> **WORK REQUIRED**: Can you change "Trace the outline of" to "Draw a polygon around" throughout the records below and leave everything else unchanged?

> **MATERIALS PROVIDED**:

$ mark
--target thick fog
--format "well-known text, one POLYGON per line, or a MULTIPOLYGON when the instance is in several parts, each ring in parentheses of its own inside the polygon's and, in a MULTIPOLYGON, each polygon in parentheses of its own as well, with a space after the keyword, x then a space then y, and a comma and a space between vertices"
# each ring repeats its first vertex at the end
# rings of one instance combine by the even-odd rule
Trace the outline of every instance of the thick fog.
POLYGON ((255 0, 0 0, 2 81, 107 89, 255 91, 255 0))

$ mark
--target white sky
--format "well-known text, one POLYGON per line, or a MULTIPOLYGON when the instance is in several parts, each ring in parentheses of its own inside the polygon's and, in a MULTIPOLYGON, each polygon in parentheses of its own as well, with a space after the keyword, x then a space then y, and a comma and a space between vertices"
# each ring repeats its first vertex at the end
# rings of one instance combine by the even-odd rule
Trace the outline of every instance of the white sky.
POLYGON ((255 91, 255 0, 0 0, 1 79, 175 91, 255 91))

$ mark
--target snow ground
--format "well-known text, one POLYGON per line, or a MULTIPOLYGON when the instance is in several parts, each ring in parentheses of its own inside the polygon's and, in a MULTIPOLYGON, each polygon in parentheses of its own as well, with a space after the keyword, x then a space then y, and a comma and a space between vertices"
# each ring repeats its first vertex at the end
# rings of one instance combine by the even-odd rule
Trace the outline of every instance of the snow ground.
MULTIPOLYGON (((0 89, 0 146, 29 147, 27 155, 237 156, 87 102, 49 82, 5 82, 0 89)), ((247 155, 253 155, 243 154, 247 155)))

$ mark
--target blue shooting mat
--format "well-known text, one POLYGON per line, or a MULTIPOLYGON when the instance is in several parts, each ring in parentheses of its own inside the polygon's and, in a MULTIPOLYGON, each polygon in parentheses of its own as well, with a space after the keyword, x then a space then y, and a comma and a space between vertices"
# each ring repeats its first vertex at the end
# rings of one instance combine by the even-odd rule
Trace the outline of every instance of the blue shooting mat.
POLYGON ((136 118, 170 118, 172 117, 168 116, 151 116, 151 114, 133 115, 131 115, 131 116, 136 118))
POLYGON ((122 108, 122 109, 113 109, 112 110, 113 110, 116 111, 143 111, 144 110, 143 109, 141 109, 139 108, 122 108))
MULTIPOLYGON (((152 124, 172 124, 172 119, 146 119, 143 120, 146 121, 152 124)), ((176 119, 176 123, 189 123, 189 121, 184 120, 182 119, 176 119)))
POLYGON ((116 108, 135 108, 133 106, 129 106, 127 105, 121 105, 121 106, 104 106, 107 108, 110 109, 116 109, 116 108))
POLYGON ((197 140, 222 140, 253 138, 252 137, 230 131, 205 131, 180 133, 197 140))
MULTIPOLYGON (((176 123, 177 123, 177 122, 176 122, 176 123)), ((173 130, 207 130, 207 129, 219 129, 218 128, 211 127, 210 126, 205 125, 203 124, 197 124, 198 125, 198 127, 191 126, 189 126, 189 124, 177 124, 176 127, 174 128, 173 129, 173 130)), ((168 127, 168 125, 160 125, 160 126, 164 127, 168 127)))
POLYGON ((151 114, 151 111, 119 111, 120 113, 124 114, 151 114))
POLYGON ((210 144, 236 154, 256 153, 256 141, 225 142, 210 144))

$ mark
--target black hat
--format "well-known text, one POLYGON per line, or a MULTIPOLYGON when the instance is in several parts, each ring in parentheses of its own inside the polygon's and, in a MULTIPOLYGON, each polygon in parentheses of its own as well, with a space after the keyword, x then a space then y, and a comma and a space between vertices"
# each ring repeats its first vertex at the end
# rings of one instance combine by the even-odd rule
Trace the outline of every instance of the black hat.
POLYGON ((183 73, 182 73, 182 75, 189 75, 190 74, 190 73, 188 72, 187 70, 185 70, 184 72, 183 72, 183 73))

> **COMPLETED EXERCISE**:
$ mark
--target thick fog
--format "well-known text, one POLYGON per line, or a MULTIPOLYGON when the instance is in several parts, each ring in parentheses of its own inside the polygon's and, in a MULTIPOLYGON, each polygon in parentheses of its own as well, with a space after the keyword, x then a space then y, and a comma and a space between vertices"
# each ring repeats its first vertex at the end
# rings of one instance combine by the even-odd rule
Draw a polygon around every instance of the thick fog.
POLYGON ((255 0, 0 0, 2 81, 107 89, 255 91, 255 0))

$ mark
--target white sky
--format "well-known text, one POLYGON per line, or a MULTIPOLYGON when the instance is in several parts, each ring in parentheses of its own inside the polygon's and, in a MULTIPOLYGON, each polygon in parentheses of its own as well, with a space after the keyword, x then a space then y, and a comma and a space between vertices"
# each ring repeats its first vertex at the end
# rings of one instance combine by the even-odd rule
Draw a polygon around every instance of the white sky.
POLYGON ((255 91, 255 0, 0 0, 1 79, 175 91, 255 91))

$ mark
--target snow ground
--format "well-known text, one POLYGON per line, or a MULTIPOLYGON when the instance is in several parts, each ring in parentheses of its own inside the polygon's and, in a MULTIPOLYGON, each polygon in parentheses of its own as well, with a space after the keyword, x then a space then y, and a comma and a space between vertices"
# each ring repeats its first vertex at the end
# rings of one instance combine by the even-odd rule
Draw a polygon around every instance of the snow ground.
MULTIPOLYGON (((0 89, 0 146, 29 147, 27 155, 237 156, 87 102, 49 82, 5 82, 0 89)), ((247 155, 253 155, 243 154, 247 155)))

$ mark
--target blue shooting mat
--format "well-known text, one POLYGON per line, or a MULTIPOLYGON when the instance is in several parts, each ring in parentheses of its own inside the polygon's and, in a MULTIPOLYGON, each polygon in parentheses of its own as well, with a space after the keyword, x then a space then y, and a comma and a space between vertices"
# each ring repeats its first vertex at the end
# rings of one instance combine by the even-odd rule
Draw a polygon around every instance of the blue shooting mat.
POLYGON ((136 118, 170 118, 172 117, 168 116, 151 116, 151 114, 133 115, 131 115, 131 116, 136 118))
POLYGON ((122 108, 122 109, 113 109, 112 110, 113 110, 116 111, 143 111, 144 110, 143 109, 141 109, 139 108, 122 108))
MULTIPOLYGON (((152 124, 172 124, 172 119, 146 119, 143 120, 146 121, 152 124)), ((176 119, 176 123, 189 123, 189 121, 184 120, 182 119, 176 119)))
POLYGON ((116 108, 135 108, 133 106, 129 106, 127 105, 121 105, 121 106, 104 106, 107 108, 110 109, 116 109, 116 108))
POLYGON ((197 140, 222 140, 253 138, 252 137, 230 131, 205 131, 180 133, 197 140))
MULTIPOLYGON (((176 123, 177 123, 177 122, 176 122, 176 123)), ((173 130, 207 130, 207 129, 219 129, 218 128, 211 127, 210 126, 205 125, 203 124, 197 124, 198 125, 198 127, 191 126, 189 126, 189 124, 177 124, 176 127, 174 128, 173 129, 173 130)), ((168 127, 168 125, 160 125, 160 126, 164 127, 168 127)))
POLYGON ((151 114, 151 111, 119 111, 120 113, 124 114, 151 114))
POLYGON ((210 144, 236 154, 256 153, 256 141, 225 142, 210 144))

$ mark
--target black hat
--format "well-known text, one POLYGON per line, or a MULTIPOLYGON when the instance is in several parts, each ring in parentheses of its own inside the polygon's and, in a MULTIPOLYGON, each polygon in parentheses of its own as well, with a space after the keyword, x then a space then y, and a comma and a space between vertices"
# each ring repeats its first vertex at the end
# rings of one instance combine by the even-odd rule
Draw a polygon around every instance of the black hat.
POLYGON ((183 73, 182 73, 182 75, 189 75, 190 74, 190 73, 188 72, 187 70, 185 70, 184 72, 183 72, 183 73))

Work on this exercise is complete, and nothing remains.